REQUIREMENT
Reproduce each line of the listing exactly.

======== TASK MATERIAL ========

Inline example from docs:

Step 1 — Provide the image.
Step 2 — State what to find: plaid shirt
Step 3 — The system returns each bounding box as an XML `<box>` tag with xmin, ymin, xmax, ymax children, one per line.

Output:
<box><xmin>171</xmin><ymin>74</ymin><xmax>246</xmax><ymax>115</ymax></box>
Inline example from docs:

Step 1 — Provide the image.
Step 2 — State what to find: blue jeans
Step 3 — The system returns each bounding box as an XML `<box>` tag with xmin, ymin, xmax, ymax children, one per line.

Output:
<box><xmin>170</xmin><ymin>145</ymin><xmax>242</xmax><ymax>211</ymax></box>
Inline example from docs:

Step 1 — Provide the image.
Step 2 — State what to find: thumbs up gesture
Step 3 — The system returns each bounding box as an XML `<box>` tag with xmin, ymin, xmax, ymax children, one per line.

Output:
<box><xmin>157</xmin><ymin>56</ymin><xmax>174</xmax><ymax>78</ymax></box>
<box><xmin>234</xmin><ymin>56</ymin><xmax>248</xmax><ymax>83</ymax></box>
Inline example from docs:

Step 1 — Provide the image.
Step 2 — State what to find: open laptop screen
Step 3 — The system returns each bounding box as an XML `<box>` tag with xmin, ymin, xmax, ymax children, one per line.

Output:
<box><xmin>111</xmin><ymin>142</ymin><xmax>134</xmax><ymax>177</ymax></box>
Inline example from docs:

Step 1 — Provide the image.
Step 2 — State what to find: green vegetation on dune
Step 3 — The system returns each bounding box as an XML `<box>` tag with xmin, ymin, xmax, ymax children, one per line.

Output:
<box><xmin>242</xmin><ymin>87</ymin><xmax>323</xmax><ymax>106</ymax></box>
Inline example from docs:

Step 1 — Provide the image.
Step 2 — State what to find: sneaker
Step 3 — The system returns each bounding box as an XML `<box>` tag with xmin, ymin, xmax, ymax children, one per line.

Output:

========

RESPONSE TO THE TASK
Inline example from docs:

Step 1 — Provide the image.
Step 2 — State what to find: plaid shirt
Step 3 — The system returns each bounding box as an XML `<box>` tag with xmin, ymin, xmax, ymax children, one per line.

Output:
<box><xmin>171</xmin><ymin>74</ymin><xmax>246</xmax><ymax>115</ymax></box>
Inline example from docs:

Step 1 — Provide the image.
Step 2 — State what to find: blue jeans
Step 3 — The system returns each bounding box as an XML `<box>` tag with xmin, ymin, xmax, ymax children, one per line.

Output:
<box><xmin>170</xmin><ymin>145</ymin><xmax>242</xmax><ymax>211</ymax></box>
Inline example from docs:

Step 1 — Provide the image.
Step 2 — State what to find: thumbs up gesture
Step 3 — The system returns each bounding box as an XML `<box>` tag with xmin, ymin, xmax, ymax children, one per line.

Output:
<box><xmin>157</xmin><ymin>56</ymin><xmax>174</xmax><ymax>78</ymax></box>
<box><xmin>234</xmin><ymin>56</ymin><xmax>248</xmax><ymax>83</ymax></box>
Inline example from docs:

Step 1 — Provide the image.
Step 2 — State what to find: open laptop screen
Step 3 — The system returns each bounding box as an XML `<box>` tag with xmin, ymin, xmax, ymax children, one per line.

Output:
<box><xmin>111</xmin><ymin>142</ymin><xmax>134</xmax><ymax>177</ymax></box>
Inline example from docs:

Step 1 — Provide the image.
Step 2 — State what to find: green vegetation on dune
Step 3 — The system returns each bounding box as an XML `<box>` tag with xmin, ymin, xmax, ymax children, one per line.

Output:
<box><xmin>242</xmin><ymin>87</ymin><xmax>323</xmax><ymax>106</ymax></box>
Inline example from docs:

Step 1 — Provide the image.
Step 2 — State what to find: sneaker
Step 3 — The system returns each bounding box as an XML `<box>` tag with xmin, ymin, xmax, ymax children, one per line.

Output:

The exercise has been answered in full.